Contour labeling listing
..............................
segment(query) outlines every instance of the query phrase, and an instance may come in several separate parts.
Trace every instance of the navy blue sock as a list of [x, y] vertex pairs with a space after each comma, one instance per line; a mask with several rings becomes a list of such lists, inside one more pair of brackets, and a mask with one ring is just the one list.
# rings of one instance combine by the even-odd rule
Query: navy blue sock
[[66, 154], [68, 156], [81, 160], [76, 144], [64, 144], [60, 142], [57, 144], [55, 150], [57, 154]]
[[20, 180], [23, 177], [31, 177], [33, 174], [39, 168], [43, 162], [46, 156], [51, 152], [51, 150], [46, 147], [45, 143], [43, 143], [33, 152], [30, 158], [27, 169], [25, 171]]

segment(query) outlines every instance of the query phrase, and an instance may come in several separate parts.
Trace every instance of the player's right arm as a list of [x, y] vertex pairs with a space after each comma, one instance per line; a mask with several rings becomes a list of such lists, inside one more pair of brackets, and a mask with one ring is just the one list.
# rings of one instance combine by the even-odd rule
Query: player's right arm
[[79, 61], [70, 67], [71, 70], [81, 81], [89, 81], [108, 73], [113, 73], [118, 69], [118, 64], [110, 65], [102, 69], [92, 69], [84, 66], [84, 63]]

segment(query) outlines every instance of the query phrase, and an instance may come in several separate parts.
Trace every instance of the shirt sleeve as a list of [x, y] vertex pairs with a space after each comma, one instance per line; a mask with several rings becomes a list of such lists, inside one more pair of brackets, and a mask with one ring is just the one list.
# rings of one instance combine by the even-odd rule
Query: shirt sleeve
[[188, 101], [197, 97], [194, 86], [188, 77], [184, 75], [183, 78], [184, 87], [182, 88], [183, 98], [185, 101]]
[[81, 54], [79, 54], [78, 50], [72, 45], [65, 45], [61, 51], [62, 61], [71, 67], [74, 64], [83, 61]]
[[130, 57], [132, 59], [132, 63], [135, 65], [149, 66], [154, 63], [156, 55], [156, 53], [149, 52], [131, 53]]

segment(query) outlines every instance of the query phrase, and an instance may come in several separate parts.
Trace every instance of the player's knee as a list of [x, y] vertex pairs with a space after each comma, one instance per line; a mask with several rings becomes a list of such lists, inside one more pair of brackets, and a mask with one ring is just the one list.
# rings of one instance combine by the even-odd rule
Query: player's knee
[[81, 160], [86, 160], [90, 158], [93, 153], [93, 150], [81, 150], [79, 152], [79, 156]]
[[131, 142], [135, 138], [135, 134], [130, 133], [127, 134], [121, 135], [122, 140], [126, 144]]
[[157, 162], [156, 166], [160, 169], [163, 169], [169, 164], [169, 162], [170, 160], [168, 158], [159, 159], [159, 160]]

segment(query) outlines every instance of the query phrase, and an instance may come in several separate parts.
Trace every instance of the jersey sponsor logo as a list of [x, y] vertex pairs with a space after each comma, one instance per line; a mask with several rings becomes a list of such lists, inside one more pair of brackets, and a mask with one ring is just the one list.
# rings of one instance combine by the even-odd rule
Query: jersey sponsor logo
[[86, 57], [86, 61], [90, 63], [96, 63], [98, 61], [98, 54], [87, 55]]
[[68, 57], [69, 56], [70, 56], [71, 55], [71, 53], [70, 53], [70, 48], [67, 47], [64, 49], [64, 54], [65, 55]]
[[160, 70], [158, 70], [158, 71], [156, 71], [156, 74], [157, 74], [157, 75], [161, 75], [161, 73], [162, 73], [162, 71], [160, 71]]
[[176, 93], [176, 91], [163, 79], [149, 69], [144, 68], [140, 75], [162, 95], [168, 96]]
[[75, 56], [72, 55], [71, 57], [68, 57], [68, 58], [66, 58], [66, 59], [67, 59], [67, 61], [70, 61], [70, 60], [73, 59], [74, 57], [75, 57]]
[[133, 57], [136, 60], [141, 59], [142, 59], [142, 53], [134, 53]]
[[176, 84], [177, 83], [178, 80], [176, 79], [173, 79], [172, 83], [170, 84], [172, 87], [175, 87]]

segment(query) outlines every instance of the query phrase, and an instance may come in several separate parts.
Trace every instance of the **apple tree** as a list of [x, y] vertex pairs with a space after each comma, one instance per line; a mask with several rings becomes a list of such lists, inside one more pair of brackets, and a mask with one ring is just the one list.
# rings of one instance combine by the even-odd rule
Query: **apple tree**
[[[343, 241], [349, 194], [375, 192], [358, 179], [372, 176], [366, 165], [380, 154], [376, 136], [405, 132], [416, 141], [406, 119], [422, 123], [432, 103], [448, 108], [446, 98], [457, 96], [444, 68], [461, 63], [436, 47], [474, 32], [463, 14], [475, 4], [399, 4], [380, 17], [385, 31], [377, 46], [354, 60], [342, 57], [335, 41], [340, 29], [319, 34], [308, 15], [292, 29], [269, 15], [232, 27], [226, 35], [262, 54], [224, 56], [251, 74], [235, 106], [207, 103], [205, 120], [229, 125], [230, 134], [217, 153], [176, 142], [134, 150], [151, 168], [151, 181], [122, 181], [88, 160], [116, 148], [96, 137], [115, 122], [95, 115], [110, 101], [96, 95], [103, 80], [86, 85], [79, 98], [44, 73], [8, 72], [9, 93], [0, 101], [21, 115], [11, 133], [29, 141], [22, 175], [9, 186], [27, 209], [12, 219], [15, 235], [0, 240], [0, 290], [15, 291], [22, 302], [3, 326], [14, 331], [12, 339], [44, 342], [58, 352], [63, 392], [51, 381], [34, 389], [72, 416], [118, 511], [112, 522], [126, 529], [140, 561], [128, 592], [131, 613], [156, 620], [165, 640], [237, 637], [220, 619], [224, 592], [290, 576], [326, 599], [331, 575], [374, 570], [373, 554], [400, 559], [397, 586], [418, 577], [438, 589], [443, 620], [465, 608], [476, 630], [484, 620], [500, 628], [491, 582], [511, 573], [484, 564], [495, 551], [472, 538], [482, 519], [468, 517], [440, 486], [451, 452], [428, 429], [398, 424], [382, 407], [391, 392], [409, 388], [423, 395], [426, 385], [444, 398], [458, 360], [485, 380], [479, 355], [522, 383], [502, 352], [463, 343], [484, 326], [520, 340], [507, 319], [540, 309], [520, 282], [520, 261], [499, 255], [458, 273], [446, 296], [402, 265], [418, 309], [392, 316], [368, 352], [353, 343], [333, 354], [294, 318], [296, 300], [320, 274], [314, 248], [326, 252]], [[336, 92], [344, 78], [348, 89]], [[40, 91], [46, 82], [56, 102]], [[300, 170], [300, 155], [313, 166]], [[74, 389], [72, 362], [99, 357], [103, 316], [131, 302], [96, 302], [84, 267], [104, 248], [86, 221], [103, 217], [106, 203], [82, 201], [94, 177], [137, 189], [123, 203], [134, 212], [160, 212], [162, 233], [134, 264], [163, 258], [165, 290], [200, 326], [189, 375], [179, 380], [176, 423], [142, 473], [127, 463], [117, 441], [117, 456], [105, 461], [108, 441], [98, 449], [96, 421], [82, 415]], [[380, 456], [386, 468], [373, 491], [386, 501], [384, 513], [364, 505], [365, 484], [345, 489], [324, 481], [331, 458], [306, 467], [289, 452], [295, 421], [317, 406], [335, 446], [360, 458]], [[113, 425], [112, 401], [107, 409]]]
..............................
= EXERCISE GOAL =
Please give the listing from its start up to and including the line with "169], [25, 171]]" as a two-column CSV with the columns text and answer. Put one row for each text with its answer, each value in a single quoted field and line breaks replaced by spaces.

= SOLUTION BELOW =
text,answer
"segment(query) outlines every instance of the query phrase, and an instance may come in several separate parts. Trace every instance of the navy blue sock as a list of [x, y] vertex pairs with a space after each comma, one instance per line; a mask with several rings becomes a list of such lists, inside one more pair of brackets, and a mask with one ring is just the one list. # rings of one instance combine by the even-odd rule Query: navy blue sock","[[66, 154], [68, 156], [81, 160], [76, 144], [64, 144], [60, 142], [57, 144], [55, 150], [57, 154]] [[20, 180], [23, 177], [31, 177], [33, 174], [39, 168], [43, 162], [46, 156], [51, 152], [51, 150], [46, 147], [45, 143], [43, 143], [33, 152], [30, 158], [27, 169], [25, 171]]"